■ Given problem a: In the account of the syedna's fatwa against bank interest, who ran the bank after the Bohra staff quit?

■ Source extract:

◇ ◇ ◇ ◇ ◇

From the very beginning, the Saif Cooperative Society
gave and took interest. The syedna obviously knew of this and had no
problem with it although some Muslims believe that even bank interest is
forbidden, or haram, in Islam. However, two years after I joined the
bank, the syedna issued a fatwa claiming that bank interest was
forbidden and demanded that the Bohras working at our bank leave their
jobs at once. All the staff of the bank were Bohras at that time.
Because the Bohras believe the word of the syedna to be akin to divine
law, they hurriedly complied with his order and quit their jobs. I was
the only one to refuse. After all, I thought, the bank had been giving
and taking interest from the time it was established up until the time
this fatwa was issued so the syedna knew about this all along; why had
he suddenly decided or realised that such interest was haram? The syedna
himself had inaugurated the bank and when he did so, he had no problem
with it dealing in interest. I thought there was something fishy about
this fatwa.
Despite enormous pressure on me to give up my job, I
refused. I lived with my mother, Fuliben Taherali, in Surat and was her
sole source of support because my father had died when I was 20. I
simply could not do without this job. So in spite of the syedna’s order,
I stuck on. The District Cooperative Society Board appointed a non-Bohra
administrator – a man called Mr Daru – to run the bank and I worked
under him. The Bohras of Surat were not pleased by my defiance of the
syedna’s orders and soon complaints about me reached the syedna’s
religious establishment – the kothar.

◇ ◇ ◇ ◇ ◇

(Dataset records about object locations)
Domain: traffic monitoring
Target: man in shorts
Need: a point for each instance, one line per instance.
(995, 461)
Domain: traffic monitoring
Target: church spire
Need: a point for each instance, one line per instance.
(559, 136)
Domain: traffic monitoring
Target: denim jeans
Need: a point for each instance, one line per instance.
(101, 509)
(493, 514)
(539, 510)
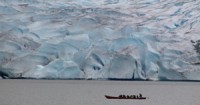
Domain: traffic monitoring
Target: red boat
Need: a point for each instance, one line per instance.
(126, 97)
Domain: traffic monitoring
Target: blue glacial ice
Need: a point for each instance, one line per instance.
(100, 39)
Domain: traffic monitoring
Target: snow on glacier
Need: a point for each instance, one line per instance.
(100, 39)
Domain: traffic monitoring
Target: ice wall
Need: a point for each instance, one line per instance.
(100, 39)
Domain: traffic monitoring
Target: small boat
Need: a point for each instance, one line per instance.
(120, 97)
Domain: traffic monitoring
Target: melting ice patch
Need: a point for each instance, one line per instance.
(100, 39)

◇ ◇ ◇ ◇ ◇

■ Given problem b: Rewrite all the records with "traffic monitoring" swapped for "scene analysis" and everything else unchanged, leaving out the pictures.

■ Right answer a: A non-Bohra administrator, Mr Daru, appointed by the District Cooperative Society Board.

■ Right answer b:
Domain: scene analysis
Target: man in shorts
Need: a point for each instance, one line per instance.
(995, 461)
Domain: scene analysis
Target: church spire
Need: a point for each instance, one line per instance.
(559, 136)
Domain: scene analysis
Target: denim jeans
Need: a point for each instance, one line per instance.
(101, 509)
(493, 514)
(539, 510)
Domain: scene analysis
Target: red boat
Need: a point for each instance, one line per instance.
(126, 97)
Domain: scene analysis
Target: blue glacial ice
Need: a point for each instance, one line per instance.
(100, 39)
Domain: scene analysis
Target: snow on glacier
Need: a point for each instance, one line per instance.
(100, 39)
Domain: scene analysis
Target: ice wall
Need: a point for each instance, one line per instance.
(100, 39)
Domain: scene analysis
Target: small boat
Need: a point for each instance, one line per instance.
(120, 97)
Domain: scene analysis
Target: melting ice patch
Need: a point for each instance, one line per instance.
(100, 39)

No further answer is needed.